Texte fourni –
Soutien à la filière bio

Portée par Mme Murielle Lepvraud (La France insoumise - Nouvelle Union Populaire écologique et sociale - Côtes-d'Armor)

La députée Murielle Lepvraud interpelle le ministère de l’Agriculture et de la Souveraineté alimentaire à propos des difficultés rencontrées par la filière du bio et du besoin d’un soutien d’urgence de la part de l’État.

Après une décennie de forte croissance, le marché du bio se heurte depuis deux ans à une baisse de la demande liée notamment à la perte de pouvoir d’achat des consommateurs, qui réduisent leurs achats alimentaires et se tournent vers des produits conventionnels moins coûteux. Le marché de l’alimentaire bio a régressé pour la première fois en 2021, avec une contraction des ventes de 1,3%1. Elle s’est accentuée en 2022, avec une baisse de 7,4% des volumes de vente sur le premier semestre2. Cette baisse de la demande a engendré une surproduction sur certaines filières et un déclassement des produits bio, vendus au même prix que leurs homologues conventionnels. C’est par exemple le cas aujourd’hui pour un litre de lait bio sur trois3. Les agriculteurs qui se sont convertis au bio se trouvent pris en tenaille entre des revenus qui s’amenuisent et des coûts de production en hausse, ce qui peut laisser craindre une accélération des cessations d’activité sur certaines filières. Côté distributeurs, ces difficultés se sont matérialisées par la fermeture de nombreux magasins bio, dont plusieurs de l’emblématique coopérative Biocoop.

Exercice proposé 1 – Recopiez intégralement le texte sur le soutien à la filière bio.

Données enregistrées –
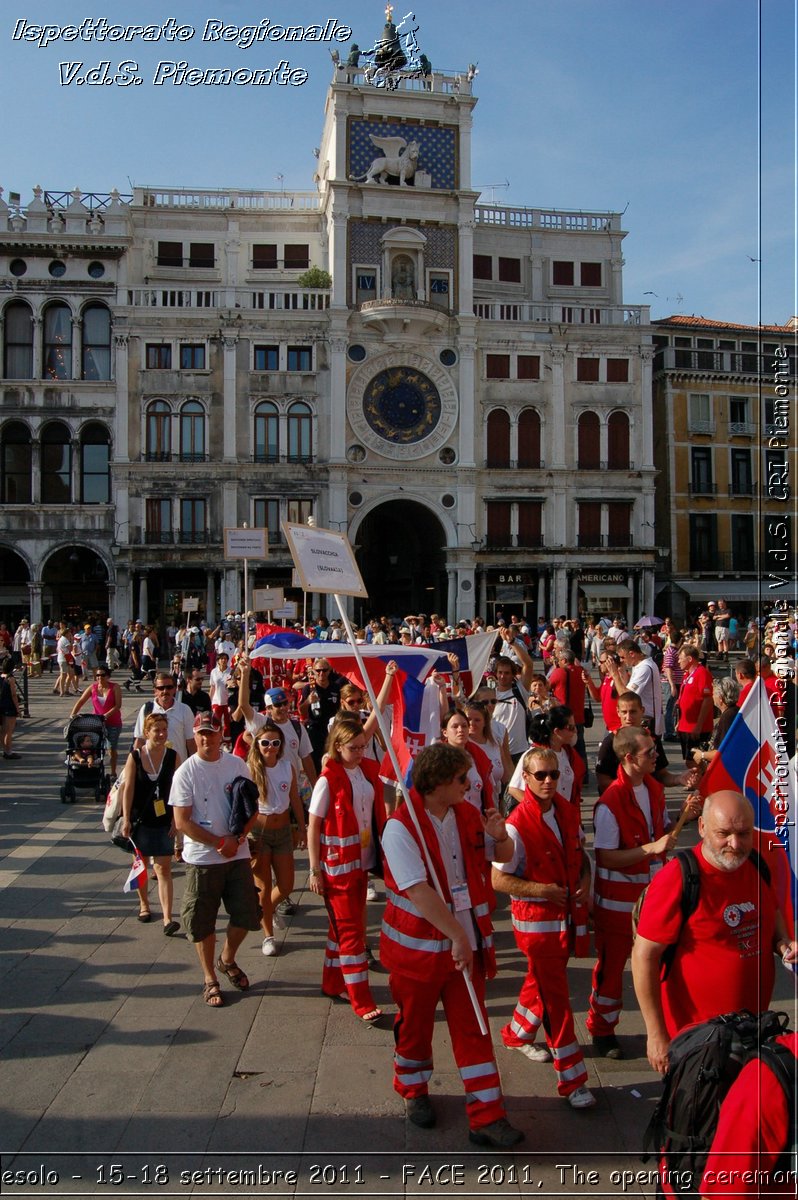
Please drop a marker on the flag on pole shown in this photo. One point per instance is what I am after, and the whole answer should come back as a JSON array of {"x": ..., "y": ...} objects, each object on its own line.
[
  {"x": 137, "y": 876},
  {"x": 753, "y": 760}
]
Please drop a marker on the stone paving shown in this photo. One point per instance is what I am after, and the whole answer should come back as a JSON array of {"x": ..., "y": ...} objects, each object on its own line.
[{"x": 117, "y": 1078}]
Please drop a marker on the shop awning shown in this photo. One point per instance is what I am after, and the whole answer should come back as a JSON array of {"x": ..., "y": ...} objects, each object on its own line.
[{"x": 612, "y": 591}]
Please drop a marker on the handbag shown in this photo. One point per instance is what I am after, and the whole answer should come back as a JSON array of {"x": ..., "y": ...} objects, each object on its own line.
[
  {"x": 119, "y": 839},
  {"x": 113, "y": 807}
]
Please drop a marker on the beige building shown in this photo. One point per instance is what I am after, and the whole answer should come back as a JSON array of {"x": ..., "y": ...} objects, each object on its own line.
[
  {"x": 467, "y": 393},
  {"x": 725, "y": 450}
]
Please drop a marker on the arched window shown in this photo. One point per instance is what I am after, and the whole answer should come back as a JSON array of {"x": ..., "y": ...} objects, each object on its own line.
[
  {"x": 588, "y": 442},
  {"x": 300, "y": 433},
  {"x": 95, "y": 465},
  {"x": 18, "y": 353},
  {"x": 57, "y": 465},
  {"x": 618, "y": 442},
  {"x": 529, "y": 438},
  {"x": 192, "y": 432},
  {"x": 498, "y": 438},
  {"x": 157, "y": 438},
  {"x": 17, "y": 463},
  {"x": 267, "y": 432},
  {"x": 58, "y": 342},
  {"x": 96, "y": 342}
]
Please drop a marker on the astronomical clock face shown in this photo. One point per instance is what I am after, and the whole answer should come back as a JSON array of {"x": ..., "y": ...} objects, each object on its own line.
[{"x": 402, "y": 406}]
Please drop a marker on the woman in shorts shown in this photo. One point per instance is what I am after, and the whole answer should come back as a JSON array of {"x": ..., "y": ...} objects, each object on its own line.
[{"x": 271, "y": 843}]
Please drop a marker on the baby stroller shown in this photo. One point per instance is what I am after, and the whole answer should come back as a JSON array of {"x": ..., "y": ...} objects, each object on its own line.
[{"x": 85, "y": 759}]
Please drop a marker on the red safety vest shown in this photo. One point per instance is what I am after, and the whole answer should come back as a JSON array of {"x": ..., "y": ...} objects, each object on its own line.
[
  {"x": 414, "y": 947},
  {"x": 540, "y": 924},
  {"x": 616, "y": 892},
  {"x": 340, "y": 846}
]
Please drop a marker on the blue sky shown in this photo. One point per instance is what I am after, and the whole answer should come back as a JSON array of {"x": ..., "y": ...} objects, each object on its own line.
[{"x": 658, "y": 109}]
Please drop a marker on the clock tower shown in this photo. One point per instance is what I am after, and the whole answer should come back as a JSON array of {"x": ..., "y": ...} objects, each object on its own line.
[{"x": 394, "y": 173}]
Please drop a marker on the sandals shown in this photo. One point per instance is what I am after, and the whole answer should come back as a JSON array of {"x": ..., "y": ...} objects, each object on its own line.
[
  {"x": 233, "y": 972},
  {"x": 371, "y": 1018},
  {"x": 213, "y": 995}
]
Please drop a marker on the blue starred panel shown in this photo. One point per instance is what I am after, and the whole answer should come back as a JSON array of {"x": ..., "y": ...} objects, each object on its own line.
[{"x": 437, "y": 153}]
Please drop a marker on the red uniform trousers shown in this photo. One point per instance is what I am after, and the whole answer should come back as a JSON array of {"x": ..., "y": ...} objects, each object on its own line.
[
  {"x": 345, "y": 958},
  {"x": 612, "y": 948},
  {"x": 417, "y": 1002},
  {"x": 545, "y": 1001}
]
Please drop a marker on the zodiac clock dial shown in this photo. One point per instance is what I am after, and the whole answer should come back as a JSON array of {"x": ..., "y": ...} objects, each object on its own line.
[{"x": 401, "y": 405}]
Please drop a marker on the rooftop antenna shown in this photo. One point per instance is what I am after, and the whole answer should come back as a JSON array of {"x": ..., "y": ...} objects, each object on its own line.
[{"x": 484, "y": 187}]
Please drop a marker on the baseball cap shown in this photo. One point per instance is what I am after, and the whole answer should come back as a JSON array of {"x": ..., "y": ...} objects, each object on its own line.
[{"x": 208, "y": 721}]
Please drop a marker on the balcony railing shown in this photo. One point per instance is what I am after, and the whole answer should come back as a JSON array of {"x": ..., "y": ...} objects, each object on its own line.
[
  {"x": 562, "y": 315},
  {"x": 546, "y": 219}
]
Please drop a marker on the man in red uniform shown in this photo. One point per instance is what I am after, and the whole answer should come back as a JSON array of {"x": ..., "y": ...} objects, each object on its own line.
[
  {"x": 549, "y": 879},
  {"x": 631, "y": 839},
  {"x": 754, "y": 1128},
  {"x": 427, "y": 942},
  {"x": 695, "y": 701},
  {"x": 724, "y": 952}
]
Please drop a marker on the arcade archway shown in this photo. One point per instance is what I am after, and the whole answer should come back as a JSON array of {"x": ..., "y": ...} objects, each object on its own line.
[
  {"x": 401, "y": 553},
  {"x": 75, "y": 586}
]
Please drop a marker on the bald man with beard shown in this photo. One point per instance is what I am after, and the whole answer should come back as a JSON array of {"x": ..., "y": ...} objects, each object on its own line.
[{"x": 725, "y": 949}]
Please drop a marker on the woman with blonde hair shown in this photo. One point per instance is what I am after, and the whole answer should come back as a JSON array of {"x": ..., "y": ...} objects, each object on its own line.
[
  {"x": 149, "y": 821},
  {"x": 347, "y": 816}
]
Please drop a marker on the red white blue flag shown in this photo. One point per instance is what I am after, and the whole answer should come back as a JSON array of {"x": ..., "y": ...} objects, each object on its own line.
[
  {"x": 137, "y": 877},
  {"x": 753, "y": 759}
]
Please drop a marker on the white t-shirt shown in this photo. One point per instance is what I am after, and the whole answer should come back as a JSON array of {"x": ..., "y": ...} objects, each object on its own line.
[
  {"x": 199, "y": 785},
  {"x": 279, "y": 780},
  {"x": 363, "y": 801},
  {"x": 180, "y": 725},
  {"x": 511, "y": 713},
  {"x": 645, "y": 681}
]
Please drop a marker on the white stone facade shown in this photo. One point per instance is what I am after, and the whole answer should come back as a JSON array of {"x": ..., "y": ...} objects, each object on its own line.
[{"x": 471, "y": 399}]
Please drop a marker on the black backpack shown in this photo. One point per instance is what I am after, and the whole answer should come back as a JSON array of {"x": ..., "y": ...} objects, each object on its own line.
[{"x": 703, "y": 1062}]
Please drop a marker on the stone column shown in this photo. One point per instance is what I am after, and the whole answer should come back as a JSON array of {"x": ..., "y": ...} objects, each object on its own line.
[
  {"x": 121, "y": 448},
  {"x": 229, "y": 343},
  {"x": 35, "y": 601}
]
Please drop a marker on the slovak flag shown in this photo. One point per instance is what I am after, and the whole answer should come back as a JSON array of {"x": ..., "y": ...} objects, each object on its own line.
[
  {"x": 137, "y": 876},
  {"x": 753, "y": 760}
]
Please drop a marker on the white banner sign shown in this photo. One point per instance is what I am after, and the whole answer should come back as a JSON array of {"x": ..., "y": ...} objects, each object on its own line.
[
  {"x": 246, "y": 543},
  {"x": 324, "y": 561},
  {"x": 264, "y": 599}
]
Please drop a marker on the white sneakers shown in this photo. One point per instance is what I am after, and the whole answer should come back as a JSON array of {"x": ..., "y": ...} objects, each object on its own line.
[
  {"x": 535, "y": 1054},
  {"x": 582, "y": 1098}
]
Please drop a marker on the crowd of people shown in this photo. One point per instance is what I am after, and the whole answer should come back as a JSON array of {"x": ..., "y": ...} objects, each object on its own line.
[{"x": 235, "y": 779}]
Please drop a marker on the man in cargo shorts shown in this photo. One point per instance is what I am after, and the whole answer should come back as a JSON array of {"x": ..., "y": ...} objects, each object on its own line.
* * *
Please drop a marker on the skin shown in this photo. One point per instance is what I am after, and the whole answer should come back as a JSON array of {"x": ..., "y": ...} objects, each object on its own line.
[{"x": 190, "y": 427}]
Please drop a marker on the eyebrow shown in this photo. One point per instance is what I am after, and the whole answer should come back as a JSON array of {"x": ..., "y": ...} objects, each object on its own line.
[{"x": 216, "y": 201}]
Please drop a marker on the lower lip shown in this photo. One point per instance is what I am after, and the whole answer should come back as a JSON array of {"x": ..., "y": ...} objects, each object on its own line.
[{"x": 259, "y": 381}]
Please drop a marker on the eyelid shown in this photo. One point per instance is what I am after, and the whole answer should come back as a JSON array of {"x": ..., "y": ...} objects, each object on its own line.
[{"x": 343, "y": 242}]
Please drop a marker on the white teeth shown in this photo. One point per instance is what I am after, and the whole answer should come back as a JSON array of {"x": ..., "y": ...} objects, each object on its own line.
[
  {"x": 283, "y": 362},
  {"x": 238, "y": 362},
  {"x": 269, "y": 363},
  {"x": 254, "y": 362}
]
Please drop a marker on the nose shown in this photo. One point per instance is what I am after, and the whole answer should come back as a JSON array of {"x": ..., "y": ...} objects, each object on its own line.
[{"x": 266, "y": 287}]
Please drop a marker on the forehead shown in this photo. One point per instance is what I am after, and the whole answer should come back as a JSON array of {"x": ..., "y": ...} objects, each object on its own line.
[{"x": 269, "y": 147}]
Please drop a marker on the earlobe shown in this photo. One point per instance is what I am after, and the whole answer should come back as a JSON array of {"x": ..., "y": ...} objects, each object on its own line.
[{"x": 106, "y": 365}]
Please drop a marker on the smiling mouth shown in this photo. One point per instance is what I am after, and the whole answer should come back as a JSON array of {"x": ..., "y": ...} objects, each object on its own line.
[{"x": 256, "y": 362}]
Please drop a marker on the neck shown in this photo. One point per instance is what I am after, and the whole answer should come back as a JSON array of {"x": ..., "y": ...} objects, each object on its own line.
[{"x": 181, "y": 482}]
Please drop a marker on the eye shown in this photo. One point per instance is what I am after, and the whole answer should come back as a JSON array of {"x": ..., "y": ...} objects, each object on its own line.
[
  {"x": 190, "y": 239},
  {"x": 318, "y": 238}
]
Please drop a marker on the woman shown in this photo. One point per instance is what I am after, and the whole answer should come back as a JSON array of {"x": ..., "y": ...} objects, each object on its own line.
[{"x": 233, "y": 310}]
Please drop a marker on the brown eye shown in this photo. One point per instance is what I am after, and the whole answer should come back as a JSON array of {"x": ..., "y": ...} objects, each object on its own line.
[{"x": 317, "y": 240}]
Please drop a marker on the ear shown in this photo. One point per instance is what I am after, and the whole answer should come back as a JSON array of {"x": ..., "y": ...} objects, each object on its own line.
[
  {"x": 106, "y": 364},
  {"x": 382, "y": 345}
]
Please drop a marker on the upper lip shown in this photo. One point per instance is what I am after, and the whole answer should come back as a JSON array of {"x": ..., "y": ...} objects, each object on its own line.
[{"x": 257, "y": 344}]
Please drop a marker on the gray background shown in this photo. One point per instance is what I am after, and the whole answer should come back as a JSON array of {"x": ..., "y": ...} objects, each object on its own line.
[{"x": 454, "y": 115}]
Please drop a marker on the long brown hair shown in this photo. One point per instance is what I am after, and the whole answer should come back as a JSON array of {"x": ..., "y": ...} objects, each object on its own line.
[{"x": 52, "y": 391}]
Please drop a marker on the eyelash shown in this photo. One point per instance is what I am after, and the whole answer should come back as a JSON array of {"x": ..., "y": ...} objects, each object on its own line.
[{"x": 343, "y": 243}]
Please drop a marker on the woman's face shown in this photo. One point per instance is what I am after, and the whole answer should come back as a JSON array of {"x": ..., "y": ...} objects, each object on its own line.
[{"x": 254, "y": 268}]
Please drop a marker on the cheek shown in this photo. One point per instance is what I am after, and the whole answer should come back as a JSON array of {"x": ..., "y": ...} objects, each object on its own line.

Exercice proposé 2 – Affichez chacune des lignes où figure le mot « brown ».

Réponse attendue 1 –
Soutien à la filière bio

Portée par Mme Murielle Lepvraud (La France insoumise - Nouvelle Union Populaire écologique et sociale - Côtes-d'Armor)

La députée Murielle Lepvraud interpelle le ministère de l’Agriculture et de la Souveraineté alimentaire à propos des difficultés rencontrées par la filière du bio et du besoin d’un soutien d’urgence de la part de l’État.

Après une décennie de forte croissance, le marché du bio se heurte depuis deux ans à une baisse de la demande liée notamment à la perte de pouvoir d’achat des consommateurs, qui réduisent leurs achats alimentaires et se tournent vers des produits conventionnels moins coûteux. Le marché de l’alimentaire bio a régressé pour la première fois en 2021, avec une contraction des ventes de 1,3%1. Elle s’est accentuée en 2022, avec une baisse de 7,4% des volumes de vente sur le premier semestre2. Cette baisse de la demande a engendré une surproduction sur certaines filières et un déclassement des produits bio, vendus au même prix que leurs homologues conventionnels. C’est par exemple le cas aujourd’hui pour un litre de lait bio sur trois3. Les agriculteurs qui se sont convertis au bio se trouvent pris en tenaille entre des revenus qui s’amenuisent et des coûts de production en hausse, ce qui peut laisser craindre une accélération des cessations d’activité sur certaines filières. Côté distributeurs, ces difficultés se sont matérialisées par la fermeture de nombreux magasins bio, dont plusieurs de l’emblématique coopérative Biocoop.

Réponse attendue 2 –
Please drop a marker on the brown eye shown in this photo. One point per instance is what I am after, and the whole answer should come back as a JSON array of {"x": ..., "y": ...} objects, each object on its own line.
Please drop a marker on the long brown hair shown in this photo. One point per instance is what I am after, and the whole answer should come back as a JSON array of {"x": ..., "y": ...} objects, each object on its own line.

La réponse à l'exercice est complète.